PROBLEM TO WORK ON
From the data, return each line holding the word "lane".

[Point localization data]
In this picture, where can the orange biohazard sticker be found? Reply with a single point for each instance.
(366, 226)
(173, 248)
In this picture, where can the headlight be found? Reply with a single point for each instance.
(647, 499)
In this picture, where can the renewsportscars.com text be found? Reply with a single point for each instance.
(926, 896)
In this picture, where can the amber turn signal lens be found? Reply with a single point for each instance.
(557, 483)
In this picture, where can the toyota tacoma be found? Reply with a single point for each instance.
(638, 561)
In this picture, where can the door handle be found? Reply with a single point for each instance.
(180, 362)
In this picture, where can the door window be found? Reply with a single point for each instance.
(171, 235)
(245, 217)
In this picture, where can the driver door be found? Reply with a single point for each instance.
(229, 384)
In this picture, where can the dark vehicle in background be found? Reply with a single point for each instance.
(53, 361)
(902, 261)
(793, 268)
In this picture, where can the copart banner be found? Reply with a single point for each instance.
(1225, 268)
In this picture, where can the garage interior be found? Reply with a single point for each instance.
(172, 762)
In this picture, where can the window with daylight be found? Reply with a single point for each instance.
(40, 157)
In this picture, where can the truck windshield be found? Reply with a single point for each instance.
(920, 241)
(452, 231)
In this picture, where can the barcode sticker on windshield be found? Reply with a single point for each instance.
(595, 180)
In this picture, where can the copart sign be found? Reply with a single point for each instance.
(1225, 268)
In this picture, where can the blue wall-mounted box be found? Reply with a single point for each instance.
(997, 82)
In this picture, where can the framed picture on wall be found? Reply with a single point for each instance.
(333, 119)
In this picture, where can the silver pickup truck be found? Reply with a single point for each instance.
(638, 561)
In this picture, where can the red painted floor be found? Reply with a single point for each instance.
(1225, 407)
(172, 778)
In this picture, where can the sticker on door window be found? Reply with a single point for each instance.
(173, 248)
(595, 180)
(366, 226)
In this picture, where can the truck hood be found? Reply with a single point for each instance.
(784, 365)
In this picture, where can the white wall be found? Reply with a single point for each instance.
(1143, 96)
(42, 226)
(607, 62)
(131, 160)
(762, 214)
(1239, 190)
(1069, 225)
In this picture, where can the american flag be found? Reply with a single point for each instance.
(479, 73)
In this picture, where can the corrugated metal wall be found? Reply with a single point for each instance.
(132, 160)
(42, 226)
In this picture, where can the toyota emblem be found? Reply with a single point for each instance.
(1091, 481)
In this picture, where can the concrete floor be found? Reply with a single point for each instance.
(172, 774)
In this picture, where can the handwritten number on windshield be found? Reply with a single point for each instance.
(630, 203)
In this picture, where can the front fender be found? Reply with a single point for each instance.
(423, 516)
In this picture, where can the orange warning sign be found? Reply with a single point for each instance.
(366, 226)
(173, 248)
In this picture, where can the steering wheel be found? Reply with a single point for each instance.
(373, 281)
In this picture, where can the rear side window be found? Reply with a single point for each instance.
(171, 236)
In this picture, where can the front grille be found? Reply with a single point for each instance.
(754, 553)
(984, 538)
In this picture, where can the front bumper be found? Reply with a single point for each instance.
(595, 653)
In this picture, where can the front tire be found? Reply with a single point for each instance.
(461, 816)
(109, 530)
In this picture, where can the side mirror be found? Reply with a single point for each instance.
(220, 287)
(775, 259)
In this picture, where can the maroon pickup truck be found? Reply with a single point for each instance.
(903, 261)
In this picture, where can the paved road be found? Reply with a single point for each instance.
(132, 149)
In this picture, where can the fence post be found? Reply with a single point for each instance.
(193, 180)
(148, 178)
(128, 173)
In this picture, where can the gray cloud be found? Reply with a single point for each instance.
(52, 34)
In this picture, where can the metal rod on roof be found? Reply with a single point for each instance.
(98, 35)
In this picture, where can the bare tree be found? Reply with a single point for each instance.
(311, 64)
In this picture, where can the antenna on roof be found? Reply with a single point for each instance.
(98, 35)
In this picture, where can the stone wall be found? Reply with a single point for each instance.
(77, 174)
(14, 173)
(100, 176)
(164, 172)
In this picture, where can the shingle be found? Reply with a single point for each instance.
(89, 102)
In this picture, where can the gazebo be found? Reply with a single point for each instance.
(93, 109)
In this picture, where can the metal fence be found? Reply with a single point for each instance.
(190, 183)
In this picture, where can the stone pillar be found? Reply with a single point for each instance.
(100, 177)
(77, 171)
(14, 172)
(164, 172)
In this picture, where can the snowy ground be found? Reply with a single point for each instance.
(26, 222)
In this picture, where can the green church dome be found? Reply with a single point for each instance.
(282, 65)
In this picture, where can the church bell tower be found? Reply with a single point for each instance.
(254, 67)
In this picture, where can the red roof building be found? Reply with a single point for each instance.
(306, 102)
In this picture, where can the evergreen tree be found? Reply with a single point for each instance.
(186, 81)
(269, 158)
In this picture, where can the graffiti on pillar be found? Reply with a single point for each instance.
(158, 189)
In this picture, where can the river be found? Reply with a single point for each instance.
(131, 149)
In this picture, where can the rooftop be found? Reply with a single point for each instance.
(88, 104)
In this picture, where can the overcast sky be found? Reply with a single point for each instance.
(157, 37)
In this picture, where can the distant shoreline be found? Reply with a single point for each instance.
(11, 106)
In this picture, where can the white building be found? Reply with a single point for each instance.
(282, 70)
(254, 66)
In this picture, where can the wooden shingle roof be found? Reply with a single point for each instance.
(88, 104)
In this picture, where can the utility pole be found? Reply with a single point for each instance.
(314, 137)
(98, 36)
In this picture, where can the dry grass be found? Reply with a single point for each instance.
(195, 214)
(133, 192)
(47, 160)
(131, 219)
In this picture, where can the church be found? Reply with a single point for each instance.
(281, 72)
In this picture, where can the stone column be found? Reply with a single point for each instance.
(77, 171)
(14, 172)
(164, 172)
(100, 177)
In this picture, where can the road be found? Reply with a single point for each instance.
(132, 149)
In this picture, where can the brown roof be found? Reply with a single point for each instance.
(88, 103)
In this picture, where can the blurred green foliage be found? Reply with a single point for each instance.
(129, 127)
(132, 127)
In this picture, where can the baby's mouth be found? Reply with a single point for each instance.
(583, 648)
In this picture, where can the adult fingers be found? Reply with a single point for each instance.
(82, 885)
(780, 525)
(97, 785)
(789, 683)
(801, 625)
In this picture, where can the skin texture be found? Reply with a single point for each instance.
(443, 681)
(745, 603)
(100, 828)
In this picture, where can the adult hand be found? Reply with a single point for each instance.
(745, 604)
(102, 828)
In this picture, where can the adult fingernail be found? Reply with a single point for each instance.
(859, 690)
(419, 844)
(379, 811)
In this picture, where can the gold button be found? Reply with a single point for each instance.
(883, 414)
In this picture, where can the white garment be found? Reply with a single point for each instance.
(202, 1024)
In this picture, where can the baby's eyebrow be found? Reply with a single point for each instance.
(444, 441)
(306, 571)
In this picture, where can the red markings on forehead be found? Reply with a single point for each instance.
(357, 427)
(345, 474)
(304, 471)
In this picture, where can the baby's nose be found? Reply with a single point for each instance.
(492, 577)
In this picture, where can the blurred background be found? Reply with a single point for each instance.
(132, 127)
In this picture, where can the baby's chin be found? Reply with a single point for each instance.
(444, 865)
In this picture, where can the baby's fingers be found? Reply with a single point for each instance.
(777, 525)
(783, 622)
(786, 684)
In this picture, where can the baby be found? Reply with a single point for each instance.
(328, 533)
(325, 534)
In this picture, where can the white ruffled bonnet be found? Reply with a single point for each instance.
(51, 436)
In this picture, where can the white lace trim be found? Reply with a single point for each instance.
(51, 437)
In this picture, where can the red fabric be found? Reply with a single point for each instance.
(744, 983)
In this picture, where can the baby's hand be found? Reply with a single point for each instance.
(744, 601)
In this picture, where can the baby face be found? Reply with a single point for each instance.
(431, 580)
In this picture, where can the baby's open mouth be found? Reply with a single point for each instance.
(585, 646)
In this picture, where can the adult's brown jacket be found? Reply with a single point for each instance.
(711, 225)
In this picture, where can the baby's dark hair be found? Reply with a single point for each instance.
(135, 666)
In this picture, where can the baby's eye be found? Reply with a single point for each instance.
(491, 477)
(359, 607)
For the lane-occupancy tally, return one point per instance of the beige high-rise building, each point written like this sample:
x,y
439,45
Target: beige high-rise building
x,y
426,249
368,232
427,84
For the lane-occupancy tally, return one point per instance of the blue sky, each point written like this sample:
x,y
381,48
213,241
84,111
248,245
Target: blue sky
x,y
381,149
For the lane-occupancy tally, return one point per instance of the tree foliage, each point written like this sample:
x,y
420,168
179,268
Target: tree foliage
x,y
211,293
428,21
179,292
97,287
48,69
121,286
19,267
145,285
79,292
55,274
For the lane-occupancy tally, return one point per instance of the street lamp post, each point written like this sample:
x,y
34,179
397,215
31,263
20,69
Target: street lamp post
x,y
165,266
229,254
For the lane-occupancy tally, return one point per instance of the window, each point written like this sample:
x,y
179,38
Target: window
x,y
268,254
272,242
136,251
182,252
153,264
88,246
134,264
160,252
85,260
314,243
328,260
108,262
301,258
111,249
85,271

TASK RESPONSE
For the lane-occupancy tally, return one point per instance of the beige high-rise building, each point written like this sample:
For the lane-occupancy tally, return one point per instance of the blue sky, each point written like this sample:
For the lane-occupancy tally, return one point per instance of the tree foliage, each point written like this sample:
For the lane-occupancy tally, return one point per instance of the street lamp post, each point written like this sample:
For the lane-occupancy tally, return one point per instance of the window, each point written like this sample:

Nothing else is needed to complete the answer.